__任务目标 1__:
列出下面摘录中提到的所有城市名称。
━━━━━━━━━━━━━━━━━━━━
接着陈处长站起来,拿了一张地图铺在写字台上仔细地看着。这时吕科长问我:“项迺光在长春都有什么亲友?”
“他有一个表姐,表姐夫在督察处充上尉人事科员,叫刘继皋。住什么地方,我不知道,别的关系我不清楚。”
陈处长又坐下,问了一些项迺光的化装情况,就叫我回来了。我心想突围那天早上在兴安桥卡哨分手,项迺光不先进城,就是防备别人检举他的。他这一手现在说是做对了,如果我真的知道他的下落,今天为了我自己的前途,我一定检举他了。
我的心情很焦躁,家中也不通信。造谣社说:郑洞国带领三百官兵,在长春殉国。北平家中知道这个消息,一定担心我也在长春牺牲了。造谣社无中生有,造这谣将来如何自圆其说?送来的报纸说,沈阳蒋军也惊慌失措。如果国民党能占领许多地盘,还有许多军队,我就可以像被俘的长春市长赵君迈那样,用一个共产党干部换一个国民党的干部,赵君迈就是用人民作家金人换回来的,回来之后仍任长春市长。如果国民党节节失败,就换不成了。
这里还有长春兴安中学校校长胡松岳一家。两口子都是大学毕业,北平人,在这反省不错。曹科长叫他管招待所账目。他认出我是督察处的督察长。
我来到这儿的头一晚上,楼上发生的女人叫唤始终困扰着我。这天我上了楼进了胡松岳的屋子,朝他对门一看,那屋坐着一个女人。那屋正是那晚我的楼上。于是我问胡松岳:“那个女人是谁?”
“我老婆的娘家嫂子。”
“我来的那天晚上,楼上有一个女人叫唤,还有两脚跺地板的声音是怎么回事?”
“那是我嫂子头痛,躺在床上叫唤,两个孩子在地板上乱蹦。”胡松岳的老婆这样解释。我笑了笑,看来我的神经太过敏了。
楼里那两个反省的干部举动很稳重,非常有修养。我们上街有人跟着,他们出入随便。我问胡松岳这两个干部犯了什么错误?他说:“大概是不服从领导。”
这两个干部有一个姓邹的三十七八岁。有一天我到邹同志那屋,他正在整理一张表,我一眼便看出是长春督察处的人事系统表。他还整理这个?我特别想看这张表,我掏出纸烟,给他一支,他不要,我强给他,他接过去,没有火柴,他便下楼去找火。我赶紧挨近桌子,一看真是督察处的人事表,有我的名字,旁边还有“又名关锡九”。别人的人名,职务有一些不对的地方,我的姓名、职务都对。另一页是长春站的人事表,只看见“项迺光”,邹同志就上楼了。我问他:“你还办公?”
“他们忙不过来,求我帮忙,给他们整理一下。”
━━━━━━━━━━━━━━━━━━━━
__任务目标 2__:
请逐字照抄下面条目中从含有"man in white"的那一行起直到条目末尾的全部行,起始行也要包括在内。
━━━━━━━━━━━━━━━━━━━━
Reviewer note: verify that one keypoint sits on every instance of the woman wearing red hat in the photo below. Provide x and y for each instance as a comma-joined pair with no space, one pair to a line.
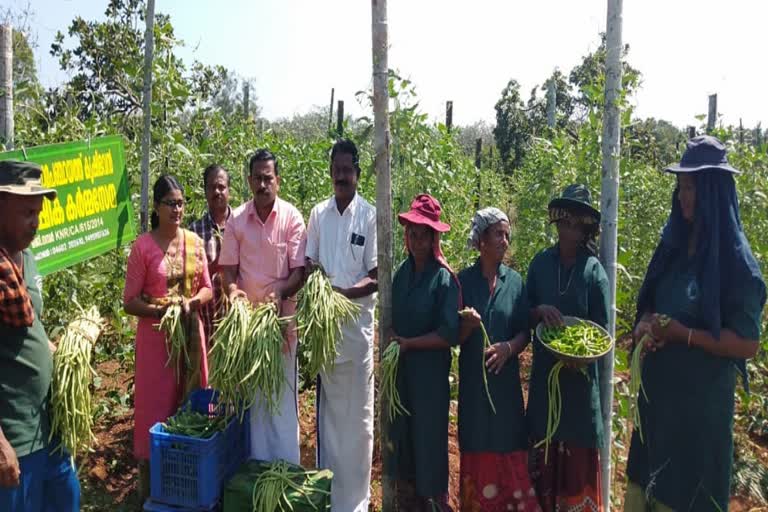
425,302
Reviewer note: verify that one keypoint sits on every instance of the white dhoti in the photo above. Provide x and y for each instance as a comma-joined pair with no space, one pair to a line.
345,433
276,436
345,244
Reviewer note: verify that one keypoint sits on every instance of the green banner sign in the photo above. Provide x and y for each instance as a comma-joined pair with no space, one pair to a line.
92,213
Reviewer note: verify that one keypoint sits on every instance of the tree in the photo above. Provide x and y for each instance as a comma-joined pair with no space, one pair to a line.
230,98
107,63
590,74
513,128
26,86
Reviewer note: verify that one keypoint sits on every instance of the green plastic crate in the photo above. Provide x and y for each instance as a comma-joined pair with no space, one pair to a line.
238,493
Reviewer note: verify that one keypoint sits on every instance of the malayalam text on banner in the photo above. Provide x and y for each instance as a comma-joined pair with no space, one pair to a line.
92,213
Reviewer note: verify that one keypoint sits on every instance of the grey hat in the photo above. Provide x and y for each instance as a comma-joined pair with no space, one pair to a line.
576,197
23,179
703,153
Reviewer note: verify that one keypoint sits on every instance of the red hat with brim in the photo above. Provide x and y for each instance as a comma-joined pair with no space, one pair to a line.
425,210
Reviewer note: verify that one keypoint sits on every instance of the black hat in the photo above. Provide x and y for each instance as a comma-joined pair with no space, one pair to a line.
575,197
23,179
703,153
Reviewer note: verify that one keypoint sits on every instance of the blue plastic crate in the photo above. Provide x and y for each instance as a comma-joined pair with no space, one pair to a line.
154,506
191,472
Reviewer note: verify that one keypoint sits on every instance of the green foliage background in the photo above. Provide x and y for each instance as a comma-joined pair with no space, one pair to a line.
195,121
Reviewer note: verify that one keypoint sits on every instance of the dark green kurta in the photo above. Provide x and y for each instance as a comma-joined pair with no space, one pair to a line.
688,419
586,297
505,315
421,303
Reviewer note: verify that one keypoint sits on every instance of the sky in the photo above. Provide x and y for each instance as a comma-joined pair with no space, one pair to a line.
297,50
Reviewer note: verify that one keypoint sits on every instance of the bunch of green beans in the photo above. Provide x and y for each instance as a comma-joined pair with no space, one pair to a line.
555,407
71,414
388,393
636,378
321,313
486,344
246,359
172,324
270,490
195,424
581,340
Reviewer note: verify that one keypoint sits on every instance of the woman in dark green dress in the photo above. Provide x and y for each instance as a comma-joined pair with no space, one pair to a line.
493,438
568,279
425,304
703,277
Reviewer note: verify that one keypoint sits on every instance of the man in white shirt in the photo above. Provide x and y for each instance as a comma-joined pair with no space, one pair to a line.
342,238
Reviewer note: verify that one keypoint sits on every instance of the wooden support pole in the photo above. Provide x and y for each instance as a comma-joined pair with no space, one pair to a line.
551,103
340,119
146,136
478,165
609,208
712,113
741,132
381,151
246,99
6,86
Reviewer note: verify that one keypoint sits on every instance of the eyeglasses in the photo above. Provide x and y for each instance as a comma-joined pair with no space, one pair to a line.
179,203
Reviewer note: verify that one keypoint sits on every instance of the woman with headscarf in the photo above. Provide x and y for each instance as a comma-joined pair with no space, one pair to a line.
492,433
567,279
705,279
425,303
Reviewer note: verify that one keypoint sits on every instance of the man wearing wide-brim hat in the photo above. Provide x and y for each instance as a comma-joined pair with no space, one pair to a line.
34,477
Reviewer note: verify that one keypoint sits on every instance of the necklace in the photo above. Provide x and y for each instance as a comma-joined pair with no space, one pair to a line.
172,264
568,285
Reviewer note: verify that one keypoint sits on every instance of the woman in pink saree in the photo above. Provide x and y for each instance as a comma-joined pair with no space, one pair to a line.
166,265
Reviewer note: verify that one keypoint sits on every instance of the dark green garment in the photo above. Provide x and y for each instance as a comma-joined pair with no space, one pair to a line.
26,370
422,303
505,315
585,297
688,418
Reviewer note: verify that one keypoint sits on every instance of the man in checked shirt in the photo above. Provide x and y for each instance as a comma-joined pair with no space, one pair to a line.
210,228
━━━━━━━━━━━━━━━━━━━━
__任务作答 1__:
长春、北平、沈阳

__任务作答 2__:
Reviewer note: verify that one keypoint sits on every instance of the man in white shirt in the photo above. Provide x and y for each instance as a comma-joined pair with no space, one pair to a line.
342,238
Reviewer note: verify that one keypoint sits on every instance of the wooden support pole in the photo above. Provide x and y for each instance as a comma-joined pair with no space, one pair to a line.
551,103
340,119
146,136
478,165
609,208
712,113
741,132
381,151
246,99
6,86
Reviewer note: verify that one keypoint sits on every instance of the eyeglasses in the photo above. Provide x and y for each instance as a comma-joined pair with no space, one pair to a line.
179,203
Reviewer note: verify that one keypoint sits on every instance of the woman with headscarf in the photo above. Provide x and y for each instance as a comma-joined pair with no space, one pair to a line.
492,433
567,279
705,279
425,303
Reviewer note: verify that one keypoint sits on every instance of the man wearing wide-brim hat in the photo above. Provide x and y for each instance as a comma-joined pair with no space, one pair to a line.
34,477
Reviewer note: verify that one keypoint sits on every instance of the necklace in the photo above. Provide x and y for each instance as a comma-joined pair with no space, one pair to a line.
172,264
568,285
Reviewer note: verify that one keypoint sits on every instance of the woman in pink saree in the photo above. Provide x and y for each instance as a comma-joined pair with no space, one pair to a line.
166,265
Reviewer note: verify that one keypoint sits on every instance of the dark green garment in the photo above. Provide x and y for each instance as a comma-joined pair with no space, one pair to a line.
26,370
422,303
505,315
585,297
688,418
Reviewer note: verify that one keypoint sits on every instance of the man in checked shirt in the photo above. Provide x and y for each instance as a comma-joined pair with no space, one pair to a line.
210,228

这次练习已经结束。